Work item:
Each line below should be retyped exactly, with no pictures.

Data shown:
□ □ □

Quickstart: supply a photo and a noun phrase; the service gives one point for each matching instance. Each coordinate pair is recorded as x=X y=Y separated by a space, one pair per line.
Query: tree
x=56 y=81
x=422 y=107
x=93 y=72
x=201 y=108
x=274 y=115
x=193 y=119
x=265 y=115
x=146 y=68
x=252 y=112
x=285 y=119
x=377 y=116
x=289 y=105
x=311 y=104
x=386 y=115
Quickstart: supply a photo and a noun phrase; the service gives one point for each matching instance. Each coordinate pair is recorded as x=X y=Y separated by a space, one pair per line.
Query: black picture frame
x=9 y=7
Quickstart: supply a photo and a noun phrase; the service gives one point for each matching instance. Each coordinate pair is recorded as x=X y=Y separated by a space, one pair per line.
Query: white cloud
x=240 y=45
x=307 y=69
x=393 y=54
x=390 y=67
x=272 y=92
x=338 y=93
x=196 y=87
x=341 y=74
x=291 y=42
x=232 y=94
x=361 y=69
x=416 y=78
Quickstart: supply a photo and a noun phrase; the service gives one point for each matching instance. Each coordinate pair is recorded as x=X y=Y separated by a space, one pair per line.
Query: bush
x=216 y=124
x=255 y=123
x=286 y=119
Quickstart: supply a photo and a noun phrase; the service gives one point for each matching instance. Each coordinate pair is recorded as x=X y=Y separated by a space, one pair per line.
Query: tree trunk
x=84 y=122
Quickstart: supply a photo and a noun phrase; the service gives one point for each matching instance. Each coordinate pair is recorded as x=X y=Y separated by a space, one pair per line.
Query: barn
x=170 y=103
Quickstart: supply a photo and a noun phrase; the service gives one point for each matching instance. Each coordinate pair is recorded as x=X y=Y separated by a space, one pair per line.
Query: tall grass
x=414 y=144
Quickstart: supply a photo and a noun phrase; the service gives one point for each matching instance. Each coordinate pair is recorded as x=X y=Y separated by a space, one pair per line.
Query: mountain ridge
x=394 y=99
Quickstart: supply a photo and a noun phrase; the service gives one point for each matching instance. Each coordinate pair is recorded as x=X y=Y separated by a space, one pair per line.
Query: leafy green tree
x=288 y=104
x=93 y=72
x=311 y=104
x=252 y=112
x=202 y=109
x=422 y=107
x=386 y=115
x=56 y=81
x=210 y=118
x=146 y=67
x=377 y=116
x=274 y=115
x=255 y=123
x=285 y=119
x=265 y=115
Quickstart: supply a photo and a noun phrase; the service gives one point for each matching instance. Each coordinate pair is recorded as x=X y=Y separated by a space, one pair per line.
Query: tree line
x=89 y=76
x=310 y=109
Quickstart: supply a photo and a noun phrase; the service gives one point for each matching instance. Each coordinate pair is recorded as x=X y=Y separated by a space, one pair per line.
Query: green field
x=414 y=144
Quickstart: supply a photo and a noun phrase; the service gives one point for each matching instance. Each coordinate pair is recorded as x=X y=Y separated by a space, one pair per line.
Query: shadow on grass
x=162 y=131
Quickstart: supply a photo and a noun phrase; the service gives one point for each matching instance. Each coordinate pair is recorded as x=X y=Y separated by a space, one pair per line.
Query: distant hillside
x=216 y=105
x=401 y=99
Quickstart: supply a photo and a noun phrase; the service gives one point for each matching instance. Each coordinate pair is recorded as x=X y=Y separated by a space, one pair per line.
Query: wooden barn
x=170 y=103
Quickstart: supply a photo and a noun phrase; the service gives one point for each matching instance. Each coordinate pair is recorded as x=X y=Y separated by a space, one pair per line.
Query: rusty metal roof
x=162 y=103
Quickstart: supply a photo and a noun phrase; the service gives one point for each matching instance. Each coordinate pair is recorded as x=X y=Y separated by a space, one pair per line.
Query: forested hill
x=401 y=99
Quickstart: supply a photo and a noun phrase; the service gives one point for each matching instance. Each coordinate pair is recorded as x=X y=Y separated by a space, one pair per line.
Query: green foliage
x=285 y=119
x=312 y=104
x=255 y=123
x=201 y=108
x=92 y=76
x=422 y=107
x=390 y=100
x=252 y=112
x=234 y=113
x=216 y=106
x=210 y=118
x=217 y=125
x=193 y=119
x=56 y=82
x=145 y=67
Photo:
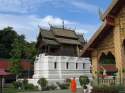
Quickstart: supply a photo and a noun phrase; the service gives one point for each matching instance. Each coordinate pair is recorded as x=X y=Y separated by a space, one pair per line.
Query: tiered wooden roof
x=58 y=36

□ □ □

Your response:
Quickstart: supply a photo and a noun phrase; the service gives one point for each matching instance. Each coordinate pair is recorded as x=X y=Y separated by a space, one pair per line.
Query: tree
x=56 y=81
x=422 y=107
x=93 y=72
x=201 y=108
x=274 y=115
x=193 y=119
x=265 y=115
x=146 y=68
x=252 y=112
x=285 y=119
x=377 y=116
x=289 y=105
x=311 y=104
x=386 y=115
Quickstart: supply a photo and a noun phrase; the service gives one point for each matching instance. Each coordinate pair is recorded as x=X y=Y separated by a space, one pair per line.
Query: black picture frame
x=9 y=7
Quickstart: supply a photo and a noun phrase; the service gives one point for each matching instance. Each coordinate pair is recorded as x=X y=Y separated by a space, one pair per line.
Query: white cloud
x=240 y=45
x=307 y=69
x=393 y=54
x=390 y=67
x=272 y=92
x=338 y=93
x=196 y=87
x=341 y=74
x=291 y=42
x=232 y=94
x=361 y=69
x=416 y=78
Quickstart: supply a photo and a noun phrase; the service gives one point for each matching instance. Each coordinate pair is recorded as x=X y=Y separated by a space, one pair per line.
Query: bush
x=216 y=124
x=255 y=123
x=286 y=119
Quickstart: supply a photo and a noun phrase; the service gives one point for each matching instance. Each coordinate pair is recorded as x=X y=Y separated by a space, one pair per line.
Query: tree trunk
x=84 y=122
Quickstart: supply a photo and a noun phrase; the service gives one point for each matching instance. Each coordinate pair is recorded as x=X y=Y separated by a space, one pair per line.
Query: barn
x=170 y=103
Quickstart: supply a photo and a noun phrase; the service gives one point for each matching instance. Each coordinate pair is recorded as x=X y=Y separated by a space, one pair per line.
Query: tall grass
x=414 y=144
Quickstart: supply a photo and a noun phrase; the service gives one point for each matching instance. Each coordinate pair is recorded as x=X y=Y separated by a space, one pair per line.
Query: mountain ridge
x=394 y=99
Quickstart: supply a photo and a noun phrase; the service gives one point for each matching instance. Each coordinate pair is recorded as x=X y=Y separated by a space, one pair per line.
Query: leafy green tree
x=288 y=104
x=93 y=72
x=311 y=104
x=252 y=112
x=202 y=109
x=422 y=107
x=386 y=115
x=56 y=81
x=210 y=118
x=146 y=67
x=377 y=116
x=274 y=115
x=255 y=123
x=285 y=119
x=265 y=115
Quickstart: supply a photo and a noun phrase; the service gives one point for each matching instance. Each coordinate pair is recorded as x=X y=Y separated by a space, one pair per line.
Query: tree line
x=89 y=76
x=310 y=109
Quickstart: supply a photo and a noun phrase; the service gives one point for each matching instance. Each coordinate pair is recorded as x=X y=Y separated by a space, one pair per line.
Query: green field
x=414 y=144
Quickstart: supply a photo and a noun phrase; the service gives one point for each matching instance. Each coordinate pair is recorded as x=X y=Y separated by a space, one pair per line.
Query: shadow on grass
x=162 y=131
Quickstart: supply a photo and a noun phrase; the service gives one point for each matching instance. Each coordinate pair is recorded as x=X y=Y separated by a space, one pair per line.
Query: distant hillside
x=216 y=105
x=401 y=99
Quickstart: supply a photo and a noun phrase; the service gives one point for each matching instance. Each coordinate pair is recorded as x=X y=Y separated by a space, one pair per line.
Query: wooden barn
x=170 y=103
Quickstart: supply a photo and a noun phrase; the service gives one point for each matching instance. Each coordinate pair is recorded as x=X y=Y separated by a space, one pair per line.
Query: rusty metal roof
x=162 y=103
Quickstart: supply a photo and a noun phrase; the service gives one point for each matching instance. Each coordinate pair is recorded as x=X y=Y separated by a space, one pair per line.
Query: forested hill
x=401 y=99
Quickstart: supply a photo and a noun phrase; the service gives one point for each matching instance. Each coordinate pair is recorded as x=X y=Y separated by a space, one pair per line.
Query: green foliage
x=285 y=119
x=312 y=104
x=255 y=123
x=201 y=108
x=92 y=76
x=422 y=107
x=390 y=100
x=252 y=112
x=234 y=113
x=216 y=106
x=210 y=118
x=217 y=125
x=193 y=119
x=56 y=82
x=145 y=67
Photo:
Quickstart: supply a photo and a noun phrase; the service gives one point for each matching instance. Each coordinate pair is recorded as x=X y=Y separated by a space, one pair per line.
Query: tiered wooden roof
x=58 y=36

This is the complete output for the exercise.